begin
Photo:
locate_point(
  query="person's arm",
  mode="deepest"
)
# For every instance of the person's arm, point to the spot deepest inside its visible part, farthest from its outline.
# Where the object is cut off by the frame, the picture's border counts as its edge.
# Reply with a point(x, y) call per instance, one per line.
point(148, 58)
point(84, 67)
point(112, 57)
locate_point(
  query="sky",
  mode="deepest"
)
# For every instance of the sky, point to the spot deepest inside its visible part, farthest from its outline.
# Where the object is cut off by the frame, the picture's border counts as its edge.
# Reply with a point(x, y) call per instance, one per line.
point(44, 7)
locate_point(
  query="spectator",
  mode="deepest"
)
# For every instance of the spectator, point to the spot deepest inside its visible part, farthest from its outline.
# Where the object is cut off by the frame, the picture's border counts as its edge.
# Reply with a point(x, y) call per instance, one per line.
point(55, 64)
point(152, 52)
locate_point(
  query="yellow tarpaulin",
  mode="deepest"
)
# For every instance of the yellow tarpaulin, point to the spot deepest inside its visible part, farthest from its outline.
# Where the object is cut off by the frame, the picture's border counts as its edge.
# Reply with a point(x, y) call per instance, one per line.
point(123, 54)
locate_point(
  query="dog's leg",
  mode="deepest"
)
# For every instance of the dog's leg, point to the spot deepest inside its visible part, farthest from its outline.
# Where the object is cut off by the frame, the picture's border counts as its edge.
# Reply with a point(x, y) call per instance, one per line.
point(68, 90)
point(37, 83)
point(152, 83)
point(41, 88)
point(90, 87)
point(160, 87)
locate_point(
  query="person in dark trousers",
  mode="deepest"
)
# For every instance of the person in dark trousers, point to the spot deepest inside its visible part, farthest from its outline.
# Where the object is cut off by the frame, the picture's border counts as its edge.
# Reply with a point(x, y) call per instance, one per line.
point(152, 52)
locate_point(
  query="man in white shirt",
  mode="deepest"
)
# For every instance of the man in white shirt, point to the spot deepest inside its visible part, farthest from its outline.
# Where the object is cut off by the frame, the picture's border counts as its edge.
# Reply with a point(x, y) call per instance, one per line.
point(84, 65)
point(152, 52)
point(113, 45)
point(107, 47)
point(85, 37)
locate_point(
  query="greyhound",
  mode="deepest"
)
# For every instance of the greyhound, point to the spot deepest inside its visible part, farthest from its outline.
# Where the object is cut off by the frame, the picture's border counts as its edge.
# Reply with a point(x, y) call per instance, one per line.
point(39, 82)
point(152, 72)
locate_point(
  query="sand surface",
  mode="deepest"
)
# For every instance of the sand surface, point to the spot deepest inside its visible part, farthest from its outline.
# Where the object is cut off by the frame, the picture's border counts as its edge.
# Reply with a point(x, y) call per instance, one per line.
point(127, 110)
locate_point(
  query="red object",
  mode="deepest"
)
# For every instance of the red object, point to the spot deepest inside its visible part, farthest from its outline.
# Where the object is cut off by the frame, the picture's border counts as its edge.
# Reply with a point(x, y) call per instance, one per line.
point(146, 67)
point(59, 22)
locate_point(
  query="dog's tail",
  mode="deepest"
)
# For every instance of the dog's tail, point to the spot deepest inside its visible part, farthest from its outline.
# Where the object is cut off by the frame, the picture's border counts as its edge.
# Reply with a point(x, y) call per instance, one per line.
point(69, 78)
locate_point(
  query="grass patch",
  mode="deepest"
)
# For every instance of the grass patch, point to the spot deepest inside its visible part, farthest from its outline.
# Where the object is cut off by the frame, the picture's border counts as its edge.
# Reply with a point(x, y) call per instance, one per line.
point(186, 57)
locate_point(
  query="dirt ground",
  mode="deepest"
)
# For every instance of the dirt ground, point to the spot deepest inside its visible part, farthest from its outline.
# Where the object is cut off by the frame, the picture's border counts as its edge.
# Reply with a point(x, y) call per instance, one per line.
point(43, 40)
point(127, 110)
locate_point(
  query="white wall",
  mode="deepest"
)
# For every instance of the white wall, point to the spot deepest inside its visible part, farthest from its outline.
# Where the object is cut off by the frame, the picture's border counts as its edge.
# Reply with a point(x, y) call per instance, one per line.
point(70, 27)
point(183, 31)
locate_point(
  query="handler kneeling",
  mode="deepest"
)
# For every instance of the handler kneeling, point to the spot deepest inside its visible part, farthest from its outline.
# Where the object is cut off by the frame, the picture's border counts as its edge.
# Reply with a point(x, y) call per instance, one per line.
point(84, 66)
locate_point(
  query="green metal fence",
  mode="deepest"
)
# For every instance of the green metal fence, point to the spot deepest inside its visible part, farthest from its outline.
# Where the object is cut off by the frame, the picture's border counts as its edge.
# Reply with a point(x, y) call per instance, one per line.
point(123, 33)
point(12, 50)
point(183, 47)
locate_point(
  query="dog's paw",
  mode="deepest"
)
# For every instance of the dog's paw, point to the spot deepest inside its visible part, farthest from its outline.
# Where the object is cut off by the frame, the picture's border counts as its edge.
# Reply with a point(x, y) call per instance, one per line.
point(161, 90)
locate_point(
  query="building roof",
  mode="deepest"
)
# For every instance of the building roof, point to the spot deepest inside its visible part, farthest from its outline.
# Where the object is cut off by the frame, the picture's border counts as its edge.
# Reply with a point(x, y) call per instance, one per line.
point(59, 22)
end
(AIM OF THE EXERCISE): Duplicate the listing above line for line, leaving every character unchanged.

(REPLY):
Photo:
locate_point(
  query="person's arm",
  mode="deepest"
)
# For every instance of the person's arm, point to the spot deepest inside its visible part, farthest from its outline.
# Where the object is cut off by the frame, the picture's border counts as its edge.
# Reply with a point(x, y) call per instance, one per line.
point(148, 58)
point(84, 67)
point(112, 57)
locate_point(
  query="sky",
  mode="deepest"
)
# For every instance of the sky, point to the spot deepest inside its visible part, farthest from its outline.
# Where the object is cut off by the frame, the picture's border counts as its edge.
# Reply with a point(x, y) call per instance, one per line.
point(44, 7)
locate_point(
  query="spectator",
  mode="deepest"
)
# For every instance of the spectator, point to the spot deepest inside its visible part, farthest from its outline.
# Where the object is cut off by the frame, the picture's border counts as its edge.
# Reply with a point(x, y) call per instance, one per line.
point(55, 64)
point(152, 52)
locate_point(
  query="yellow tarpaulin",
  mode="deepest"
)
# For every instance of the yellow tarpaulin, point to the spot deepest inside its visible part, farthest from its outline.
# Where the object is cut off by the frame, the picture's border counts as its edge.
# Reply with a point(x, y) call per instance, one per line.
point(123, 54)
locate_point(
  query="dog's leg",
  mode="deepest"
)
# For every instance of the dog's leg, point to the spot deepest inside its visible part, farthest from its outline.
# Where the object is cut off by the frame, the picture's border counts as its edge.
# Reply with a point(x, y) call per instance, one per line.
point(68, 90)
point(37, 83)
point(152, 83)
point(41, 88)
point(90, 87)
point(160, 87)
locate_point(
  query="person in dark trousers",
  mode="deepest"
)
# For every instance of the person in dark trousers, point to the spot deepest inside its visible part, farthest from its outline.
# Where the object is cut off by the frame, the picture's border counts as its edge.
# Reply with a point(x, y) call per instance, one per line.
point(152, 52)
locate_point(
  query="man in white shirt",
  mode="deepest"
)
# For every instance of the man in white shirt, point to the spot deepest inside its visible part, farthest from its outline.
# Where the object is cut off by the frame, the picture's border counts as its edge.
# Reply with a point(x, y) call per instance, one per line.
point(84, 65)
point(152, 52)
point(113, 45)
point(107, 47)
point(85, 37)
locate_point(
  query="greyhound",
  mode="deepest"
)
# For every instance of the greyhound, point to the spot deepest inside its visible part, farthest from its outline.
# Where the object is cut off by the frame, the picture's border counts as its edge.
# Reply with a point(x, y) call per instance, one per line.
point(39, 82)
point(152, 72)
locate_point(
  query="sand surface",
  mode="deepest"
)
# For every instance of the sand surface, point to the spot deepest inside its visible part, farthest from its outline.
# Where the object is cut off by the frame, the picture's border counts as its edge.
# Reply with a point(x, y) call per instance, one per line.
point(127, 110)
locate_point(
  query="red object",
  mode="deepest"
)
# For every instance of the red object, point to the spot deepest inside its visible part, farthest from its outline.
# Where the object is cut off by the frame, the picture's border counts as its edge.
# Reply with a point(x, y) call per instance, one per line.
point(146, 67)
point(59, 22)
locate_point(
  query="dog's tail",
  mode="deepest"
)
# For every instance of the dog's tail, point to the spot deepest inside its visible part, farthest from its outline.
# Where the object is cut off by the frame, the picture's border counts as its edge.
# Reply with a point(x, y) call per instance, one per line.
point(69, 78)
locate_point(
  query="grass patch",
  mode="deepest"
)
# For every instance of the grass patch, point to the spot deepest inside its visible part, farthest from its outline.
# Where the object is cut off by the frame, the picture's border counts as its edge.
# Reply with a point(x, y) call per instance, one per line.
point(186, 57)
locate_point(
  query="dirt ground",
  mode="deepest"
)
# For every instance of the dirt ground, point to the spot deepest inside its visible part, farthest from its outline.
# Where the object is cut off by the frame, the picture's border counts as its edge.
# Reply with a point(x, y) call per instance, one per line.
point(43, 40)
point(127, 110)
locate_point(
  query="white wall",
  mode="deepest"
)
# For every instance of the white wall, point to the spot deepest inside its visible part, farthest from its outline.
# Where the object is cut off by the frame, the picture's border counts as its edge.
# Reply with a point(x, y) call per instance, one per line.
point(70, 27)
point(183, 31)
locate_point(
  query="handler kneeling",
  mode="deepest"
)
# For every instance of the handler kneeling, point to the spot deepest inside its visible part, farthest from its outline.
# Where the object is cut off by the frame, the picture's border counts as its edge.
# Reply with a point(x, y) call per instance, one per line.
point(84, 66)
locate_point(
  query="green metal fence",
  mode="deepest"
)
# For every instance of the green metal fence, point to the spot deepest inside its visible part, farthest from its outline.
# Where the object is cut off by the frame, the picture's border counts as its edge.
# Reply with a point(x, y) call per instance, one per line.
point(123, 33)
point(12, 50)
point(183, 47)
locate_point(
  query="dog's paw",
  mode="deepest"
)
# For every instance of the dog's paw, point to the spot deepest inside its visible part, farthest from its outline.
# Where the object is cut off by the frame, the picture's border counts as its edge.
# Reply with a point(x, y) call per instance, one per line.
point(161, 90)
locate_point(
  query="building roof",
  mode="deepest"
)
# For every instance of the building roof, point to the spot deepest inside its visible part, farthest from its outline.
# Where the object is cut off by the frame, the picture's border counts as its edge.
# Reply with a point(x, y) call per instance, one per line.
point(59, 22)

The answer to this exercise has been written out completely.